- Brief 1
Quote the post on canal boat court cases word for word, everything from "Most of those" down to "meet judge's criticisms.".
- Brief 2
Write a continuation of the post on canal boat court cases, picking up right after its final sentence.

- Text provided
◇ ◇ ◇ ◇

Sadly I'm too thick to understand legalese, or contractese, so I like it to be translated into ME speak.

 

If anyone could translate most of the stuff that has been on here for the last 59 pages, into ME speak, I'd then be in a better position to allocate my support!

 

Judgments &/or Orders are mostly published by CaRT here: -

 

https://canalrivertrust.org.uk/the-publication-scheme/our-publication-scheme/court-action-to-remove-boats-from-our-waterways

 

Most of those are straightforward, justified cases of licence evasion; they do not involve contested points of law.

 

Significant defended cases are:

 

Paul Davies – judgment held that moving to a new place every 14 days was NOT compliant with the law if done only to comply with the law. Boater now happily moored off-piste I believe. CC guidance modified to meet judge's criticisms.

◇ ◇ ◇ ◇

- Records shown
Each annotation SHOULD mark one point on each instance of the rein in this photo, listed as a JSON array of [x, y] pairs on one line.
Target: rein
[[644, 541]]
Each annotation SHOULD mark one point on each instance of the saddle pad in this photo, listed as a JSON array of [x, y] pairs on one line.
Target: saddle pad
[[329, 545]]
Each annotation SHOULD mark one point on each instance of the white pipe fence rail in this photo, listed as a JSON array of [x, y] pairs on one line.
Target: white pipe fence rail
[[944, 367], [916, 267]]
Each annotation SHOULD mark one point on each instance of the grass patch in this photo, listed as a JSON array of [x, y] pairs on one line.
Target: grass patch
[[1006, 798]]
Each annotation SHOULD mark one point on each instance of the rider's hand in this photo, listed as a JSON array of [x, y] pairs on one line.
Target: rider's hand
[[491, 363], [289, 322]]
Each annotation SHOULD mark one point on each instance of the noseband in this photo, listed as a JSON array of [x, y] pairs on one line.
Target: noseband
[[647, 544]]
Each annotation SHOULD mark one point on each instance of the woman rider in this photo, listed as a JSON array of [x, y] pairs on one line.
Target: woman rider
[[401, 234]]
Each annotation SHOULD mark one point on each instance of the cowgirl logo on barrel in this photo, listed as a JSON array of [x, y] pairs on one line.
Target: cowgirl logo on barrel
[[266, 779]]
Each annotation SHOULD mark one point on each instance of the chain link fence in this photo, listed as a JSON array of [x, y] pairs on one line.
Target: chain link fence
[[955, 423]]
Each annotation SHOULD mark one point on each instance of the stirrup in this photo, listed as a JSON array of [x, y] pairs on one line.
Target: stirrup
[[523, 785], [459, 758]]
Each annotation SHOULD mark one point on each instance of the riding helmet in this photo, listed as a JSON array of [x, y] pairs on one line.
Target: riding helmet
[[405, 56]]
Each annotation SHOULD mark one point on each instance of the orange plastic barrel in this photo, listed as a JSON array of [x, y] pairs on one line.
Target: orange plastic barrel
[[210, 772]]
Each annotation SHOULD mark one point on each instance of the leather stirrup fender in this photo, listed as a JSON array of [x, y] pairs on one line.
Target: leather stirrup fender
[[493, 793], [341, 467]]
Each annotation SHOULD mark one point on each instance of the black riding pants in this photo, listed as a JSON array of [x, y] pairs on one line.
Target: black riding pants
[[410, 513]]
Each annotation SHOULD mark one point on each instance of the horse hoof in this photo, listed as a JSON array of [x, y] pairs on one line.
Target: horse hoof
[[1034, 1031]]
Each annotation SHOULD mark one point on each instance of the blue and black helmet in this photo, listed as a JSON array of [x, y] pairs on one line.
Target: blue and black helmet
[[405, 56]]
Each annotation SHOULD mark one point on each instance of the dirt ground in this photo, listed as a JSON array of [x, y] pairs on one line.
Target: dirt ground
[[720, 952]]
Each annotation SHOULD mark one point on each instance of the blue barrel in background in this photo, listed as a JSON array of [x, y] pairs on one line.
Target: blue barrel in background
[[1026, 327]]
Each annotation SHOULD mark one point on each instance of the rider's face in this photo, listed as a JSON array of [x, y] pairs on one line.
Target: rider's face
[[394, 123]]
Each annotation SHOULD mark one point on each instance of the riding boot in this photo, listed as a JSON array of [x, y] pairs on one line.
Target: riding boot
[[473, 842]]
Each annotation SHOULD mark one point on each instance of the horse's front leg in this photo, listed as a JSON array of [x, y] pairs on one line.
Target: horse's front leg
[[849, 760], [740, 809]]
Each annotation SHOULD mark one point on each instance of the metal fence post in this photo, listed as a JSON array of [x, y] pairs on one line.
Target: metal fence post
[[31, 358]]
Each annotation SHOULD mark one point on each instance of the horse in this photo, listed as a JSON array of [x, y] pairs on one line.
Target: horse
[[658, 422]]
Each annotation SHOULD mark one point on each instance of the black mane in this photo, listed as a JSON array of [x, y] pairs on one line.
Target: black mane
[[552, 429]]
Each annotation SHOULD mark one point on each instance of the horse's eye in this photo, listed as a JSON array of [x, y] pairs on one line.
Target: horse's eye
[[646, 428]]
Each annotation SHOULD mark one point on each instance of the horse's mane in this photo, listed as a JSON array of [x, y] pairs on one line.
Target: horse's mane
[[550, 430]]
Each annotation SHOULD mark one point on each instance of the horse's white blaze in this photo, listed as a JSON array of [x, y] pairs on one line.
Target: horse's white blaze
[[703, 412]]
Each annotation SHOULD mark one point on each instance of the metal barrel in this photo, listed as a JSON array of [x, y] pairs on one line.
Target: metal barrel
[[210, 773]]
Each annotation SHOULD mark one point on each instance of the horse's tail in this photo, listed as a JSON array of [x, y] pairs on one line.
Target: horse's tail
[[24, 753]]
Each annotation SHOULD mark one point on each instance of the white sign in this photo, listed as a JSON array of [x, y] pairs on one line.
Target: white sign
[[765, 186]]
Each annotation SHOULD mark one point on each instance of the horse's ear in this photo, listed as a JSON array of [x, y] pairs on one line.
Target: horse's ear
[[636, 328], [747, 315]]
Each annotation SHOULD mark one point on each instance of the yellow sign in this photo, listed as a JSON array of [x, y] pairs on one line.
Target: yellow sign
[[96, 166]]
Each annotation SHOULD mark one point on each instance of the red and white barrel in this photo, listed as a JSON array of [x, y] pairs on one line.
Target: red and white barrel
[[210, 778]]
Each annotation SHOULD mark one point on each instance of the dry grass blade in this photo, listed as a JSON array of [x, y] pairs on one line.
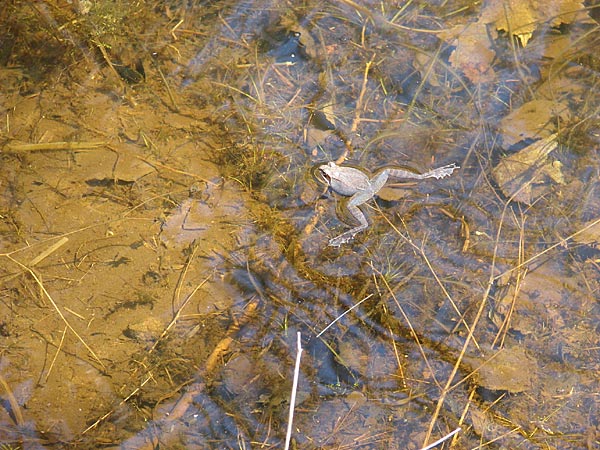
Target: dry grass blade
[[288, 435], [12, 401], [58, 311], [52, 146]]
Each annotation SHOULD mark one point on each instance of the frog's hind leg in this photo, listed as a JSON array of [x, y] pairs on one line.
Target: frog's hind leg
[[349, 235]]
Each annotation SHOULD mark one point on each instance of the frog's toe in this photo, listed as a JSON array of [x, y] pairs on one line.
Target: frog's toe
[[341, 239]]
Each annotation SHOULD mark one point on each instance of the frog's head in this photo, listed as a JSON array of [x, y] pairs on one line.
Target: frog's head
[[328, 171]]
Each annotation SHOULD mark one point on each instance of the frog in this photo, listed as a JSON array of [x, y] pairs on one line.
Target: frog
[[356, 184]]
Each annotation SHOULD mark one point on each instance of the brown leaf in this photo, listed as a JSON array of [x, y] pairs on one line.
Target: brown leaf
[[516, 174], [473, 54], [521, 18]]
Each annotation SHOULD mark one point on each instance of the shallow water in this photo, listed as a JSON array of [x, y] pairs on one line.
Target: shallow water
[[164, 229]]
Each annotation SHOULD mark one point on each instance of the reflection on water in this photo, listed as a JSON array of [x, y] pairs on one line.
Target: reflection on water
[[164, 236]]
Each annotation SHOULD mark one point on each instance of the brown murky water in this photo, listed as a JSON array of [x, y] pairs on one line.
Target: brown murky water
[[164, 232]]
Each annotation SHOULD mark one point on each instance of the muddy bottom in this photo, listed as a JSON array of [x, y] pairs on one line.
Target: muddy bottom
[[167, 227]]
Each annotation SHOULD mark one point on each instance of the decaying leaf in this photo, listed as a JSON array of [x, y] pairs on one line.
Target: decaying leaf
[[473, 55], [517, 174], [521, 18], [474, 50], [510, 370], [532, 119]]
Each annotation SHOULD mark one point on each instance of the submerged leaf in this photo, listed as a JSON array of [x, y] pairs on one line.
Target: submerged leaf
[[516, 174], [521, 18], [532, 119], [510, 370]]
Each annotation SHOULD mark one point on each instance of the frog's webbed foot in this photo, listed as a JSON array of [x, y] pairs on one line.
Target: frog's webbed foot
[[440, 172], [344, 238]]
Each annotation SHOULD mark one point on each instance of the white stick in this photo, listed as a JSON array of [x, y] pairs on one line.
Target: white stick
[[439, 441], [288, 435]]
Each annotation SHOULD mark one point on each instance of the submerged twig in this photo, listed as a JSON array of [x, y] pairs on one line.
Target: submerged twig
[[52, 146], [288, 435], [12, 401], [343, 314]]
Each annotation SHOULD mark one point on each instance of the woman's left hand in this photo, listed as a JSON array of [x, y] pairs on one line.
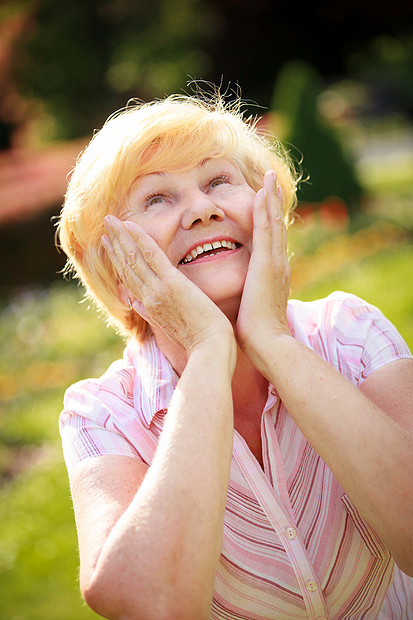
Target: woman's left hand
[[263, 307]]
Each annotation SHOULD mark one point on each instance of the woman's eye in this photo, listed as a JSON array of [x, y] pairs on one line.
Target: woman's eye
[[154, 200], [218, 181]]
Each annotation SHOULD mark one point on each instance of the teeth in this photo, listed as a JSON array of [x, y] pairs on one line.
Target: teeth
[[200, 249]]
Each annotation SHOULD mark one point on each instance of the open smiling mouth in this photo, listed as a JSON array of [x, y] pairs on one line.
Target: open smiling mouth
[[209, 249]]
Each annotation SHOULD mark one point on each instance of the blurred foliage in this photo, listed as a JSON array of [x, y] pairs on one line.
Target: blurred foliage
[[328, 169], [47, 340], [83, 60]]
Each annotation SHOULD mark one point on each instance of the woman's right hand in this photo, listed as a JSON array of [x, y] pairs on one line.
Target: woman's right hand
[[160, 293]]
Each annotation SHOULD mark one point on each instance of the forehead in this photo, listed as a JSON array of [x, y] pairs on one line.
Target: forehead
[[207, 165]]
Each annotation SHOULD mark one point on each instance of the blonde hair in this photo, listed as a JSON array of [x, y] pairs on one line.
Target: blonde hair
[[175, 133]]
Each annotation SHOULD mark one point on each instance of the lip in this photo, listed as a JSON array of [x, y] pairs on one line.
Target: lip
[[209, 257]]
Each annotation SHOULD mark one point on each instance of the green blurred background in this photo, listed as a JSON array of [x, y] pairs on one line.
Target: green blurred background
[[334, 80]]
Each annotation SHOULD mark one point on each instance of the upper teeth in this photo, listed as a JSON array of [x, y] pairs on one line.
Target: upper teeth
[[200, 249]]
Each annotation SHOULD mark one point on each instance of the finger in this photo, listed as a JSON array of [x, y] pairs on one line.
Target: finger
[[130, 261], [276, 213], [151, 252], [261, 238]]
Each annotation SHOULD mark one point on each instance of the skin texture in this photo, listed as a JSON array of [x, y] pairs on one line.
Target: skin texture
[[222, 324]]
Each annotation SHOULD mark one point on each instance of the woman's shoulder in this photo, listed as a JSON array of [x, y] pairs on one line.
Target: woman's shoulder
[[336, 310]]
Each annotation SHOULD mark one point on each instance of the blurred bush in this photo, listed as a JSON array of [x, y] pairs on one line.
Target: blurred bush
[[328, 170]]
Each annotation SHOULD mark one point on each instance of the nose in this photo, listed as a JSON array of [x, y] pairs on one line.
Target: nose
[[199, 208]]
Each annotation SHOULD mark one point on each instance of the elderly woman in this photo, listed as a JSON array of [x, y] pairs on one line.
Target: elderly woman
[[251, 456]]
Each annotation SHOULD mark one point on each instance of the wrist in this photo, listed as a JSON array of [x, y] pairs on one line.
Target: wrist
[[220, 350]]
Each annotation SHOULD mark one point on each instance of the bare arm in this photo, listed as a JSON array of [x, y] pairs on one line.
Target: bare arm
[[365, 438], [150, 538]]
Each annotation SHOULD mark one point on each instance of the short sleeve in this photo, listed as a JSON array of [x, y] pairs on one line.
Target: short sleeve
[[87, 429], [365, 340], [92, 420], [348, 332]]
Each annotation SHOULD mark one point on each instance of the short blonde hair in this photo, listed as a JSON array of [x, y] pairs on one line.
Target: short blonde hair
[[175, 133]]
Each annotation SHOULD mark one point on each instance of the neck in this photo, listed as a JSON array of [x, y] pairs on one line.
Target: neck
[[248, 385]]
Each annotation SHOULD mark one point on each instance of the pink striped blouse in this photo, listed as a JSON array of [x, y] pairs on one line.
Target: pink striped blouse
[[294, 546]]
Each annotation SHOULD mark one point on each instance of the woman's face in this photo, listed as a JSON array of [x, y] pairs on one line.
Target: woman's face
[[202, 220]]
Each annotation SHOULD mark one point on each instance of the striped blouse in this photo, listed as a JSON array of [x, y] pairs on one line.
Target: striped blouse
[[294, 546]]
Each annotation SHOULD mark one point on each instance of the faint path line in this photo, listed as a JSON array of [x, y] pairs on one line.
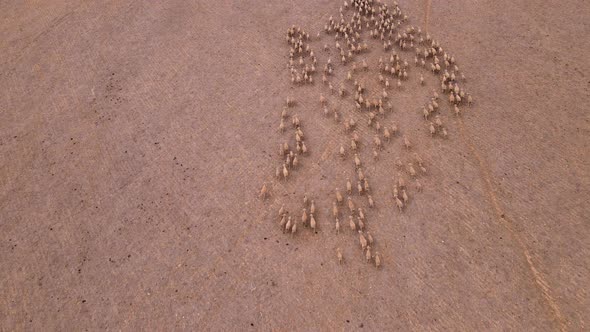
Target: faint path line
[[427, 14], [486, 176]]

◇ ◇ ◇ ◇

- Task response 1
Most of those are straightforward, justified cases of licence evasion; they do not involve contested points of law.

 

Significant defended cases are:

 

Paul Davies – judgment held that moving to a new place every 14 days was NOT compliant with the law if done only to comply with the law. Boater now happily moored off-piste I believe. CC guidance modified to meet judge's criticisms.

- Task response 2
Nigel Moore – Appeal Court judgment ruled that s.8 invalid for boats on a public navigable river, moored to private riparian property. Costs awarded against CaRT; no compensation for years of hassle, but tens of thousands of pounds refunded to other affected boaters who subsequently applied for refund of the boat licences they had been illegally compelled to buy.

 

Geoff Mayers – judgment could not and did not rule on the points of law contested, although the judge took the trouble to make some valuable obiter dicta commentary on them. CaRT were to restore his licence if he found a home mooring and applied for one. He did so, but was snaffled when he left the mooring and the boat was effectively destroyed.

 

Andy Wingfield – final recent judgment ruled that a boat on a public navigable river, moored to private riparian property, even with both a current Pleasure Boat Certificate and a paid up CaRT home mooring, could be ejected from all CaRT’s waterways if it did not comply with CC guidance. Boat now happily moored off-piste.

 

Tony Dunkley – no judgment. First reprise of the Wingfield issues withdrawn on receipt of Defence; new case yet to be filed.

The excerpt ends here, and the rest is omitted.